§ Exercise requirements
**A)** Reproduce the passage on Count I word for word, starting at "A. Determining the" and ending after "property;. . . .".
**B)** Pick up the passage on Count I after its final sentence and continue it.

§ Text passage
━━━━━━━━━━━━━━━━

A. Determining the Boundaries of Count I

The critical part of this appeal focuses on what was encompassed by Count I of MSV's adversary action against BOB, contained in MSV's original complaint, filed on February 19, 1989. After setting forth the facts on which the complaint was based, MSV entreated the Bankruptcy Court that

(1) The Bank of Boston—Western Massachusetts, N.A. and its agents be temporarily restrained from interfering with the plaintiffs' use and possession of their property, books and records;
(2) The Bank of Boston—Western Massachusetts, N.A. and its agents be preliminarily and permanently enjoined from interfering with the plaintiffs' use and possession of their property, books and records;
(3) The Bank of Boston—Western Massachusetts, N.A. and its agents turn over to each of the plaintiffs their individual property;. . . .

Also included in the complaint (and thus apparently in Count I) were various requests for monetary damages. M.S.V., Inc., Verified Complaint for Turnover and Preliminary Injunction at 2-3.

━━━━━━━━━━━━━━━━

§ Excerpted records
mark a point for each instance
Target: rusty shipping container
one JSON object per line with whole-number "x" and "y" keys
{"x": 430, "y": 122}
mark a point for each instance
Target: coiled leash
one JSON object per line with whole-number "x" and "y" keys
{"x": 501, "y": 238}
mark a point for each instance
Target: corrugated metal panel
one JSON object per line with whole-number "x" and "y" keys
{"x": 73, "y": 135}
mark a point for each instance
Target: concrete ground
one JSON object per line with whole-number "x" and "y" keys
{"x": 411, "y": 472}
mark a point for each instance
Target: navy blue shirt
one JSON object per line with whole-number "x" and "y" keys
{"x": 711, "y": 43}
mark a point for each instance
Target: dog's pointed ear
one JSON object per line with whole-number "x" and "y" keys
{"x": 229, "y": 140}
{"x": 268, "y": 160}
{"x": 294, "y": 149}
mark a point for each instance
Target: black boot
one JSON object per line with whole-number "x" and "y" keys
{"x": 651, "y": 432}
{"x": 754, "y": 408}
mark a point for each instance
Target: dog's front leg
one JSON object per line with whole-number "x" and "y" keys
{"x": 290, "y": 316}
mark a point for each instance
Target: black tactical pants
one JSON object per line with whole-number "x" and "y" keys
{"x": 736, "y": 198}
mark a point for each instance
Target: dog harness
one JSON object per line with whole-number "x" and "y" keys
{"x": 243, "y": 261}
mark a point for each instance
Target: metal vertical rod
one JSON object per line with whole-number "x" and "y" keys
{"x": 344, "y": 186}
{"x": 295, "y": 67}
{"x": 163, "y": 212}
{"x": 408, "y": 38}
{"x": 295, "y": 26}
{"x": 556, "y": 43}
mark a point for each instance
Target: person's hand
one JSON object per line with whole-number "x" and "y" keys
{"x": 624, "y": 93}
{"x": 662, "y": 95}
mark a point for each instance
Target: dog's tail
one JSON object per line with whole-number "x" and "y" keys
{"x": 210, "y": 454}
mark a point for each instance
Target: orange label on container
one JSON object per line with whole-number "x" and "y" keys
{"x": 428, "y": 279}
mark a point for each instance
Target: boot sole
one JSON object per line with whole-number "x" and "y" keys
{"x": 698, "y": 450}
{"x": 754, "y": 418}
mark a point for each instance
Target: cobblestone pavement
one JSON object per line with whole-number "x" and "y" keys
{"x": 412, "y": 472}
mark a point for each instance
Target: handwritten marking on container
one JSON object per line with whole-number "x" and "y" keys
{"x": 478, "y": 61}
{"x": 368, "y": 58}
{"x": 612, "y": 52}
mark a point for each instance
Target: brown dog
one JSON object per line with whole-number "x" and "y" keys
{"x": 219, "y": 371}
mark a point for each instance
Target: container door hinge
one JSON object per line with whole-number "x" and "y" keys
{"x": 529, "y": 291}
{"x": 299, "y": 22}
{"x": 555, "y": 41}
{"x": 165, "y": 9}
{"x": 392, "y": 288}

━━━━━━━━━━━━━━━━

§ Answers to the problems
**A)**
A. Determining the Boundaries of Count I

The critical part of this appeal focuses on what was encompassed by Count I of MSV's adversary action against BOB, contained in MSV's original complaint, filed on February 19, 1989. After setting forth the facts on which the complaint was based, MSV entreated the Bankruptcy Court that

(1) The Bank of Boston—Western Massachusetts, N.A. and its agents be temporarily restrained from interfering with the plaintiffs' use and possession of their property, books and records;
(2) The Bank of Boston—Western Massachusetts, N.A. and its agents be preliminarily and permanently enjoined from interfering with the plaintiffs' use and possession of their property, books and records;
(3) The Bank of Boston—Western Massachusetts, N.A. and its agents turn over to each of the plaintiffs their individual property;. . . .

**B)**
*724 Rejecting BOB's pretrial arguments to the contrary, Judge Queenan ruled that MSV's request for turnover was a "core proceeding" under the express terms of 28 U.S.C. § 157(b)(2)(E) ("Core proceedings include but are not limited to— . . . orders to turn over property of the estate;. . . .") M.S.V., Inc., Memorandum at 4. Judge Queenan also ruled that a resolution of the plaintiffs' turnover claim would not violate the somewhat nebulous restrictions placed on non-Article III judges by the Supreme Court in Northern Pipeline Construction Co. v. Marathon Pipe Line Co., 458 U.S. 50, 102 S. Ct. 2858, 73 L. Ed. 2d 598 (1982). Id. at 6.

By way of comparison, Judge Queenan concluded that MSV's claims contained in other counts were non-core proceedings. Determining that this district has adopted a narrow definition of what constitutes a "core proceeding," Arnold Printworks, Inc. v. Apkin (In re Arnold Printworks), 61 B.R. 520 (D.Mass.1986),[3] Judge Queenan rejected plaintiffs' assertion that their state law claims (trespass, conversion, interference with advantageous business relations and Mass.Gen.Laws ch. 93A violations) were also "core proceedings." "Related proceedings," he wrote, "do not become core proceedings solely by virtue of the fact that they arise out of the same transaction or occurrence as core proceedings." Memorandum at 8.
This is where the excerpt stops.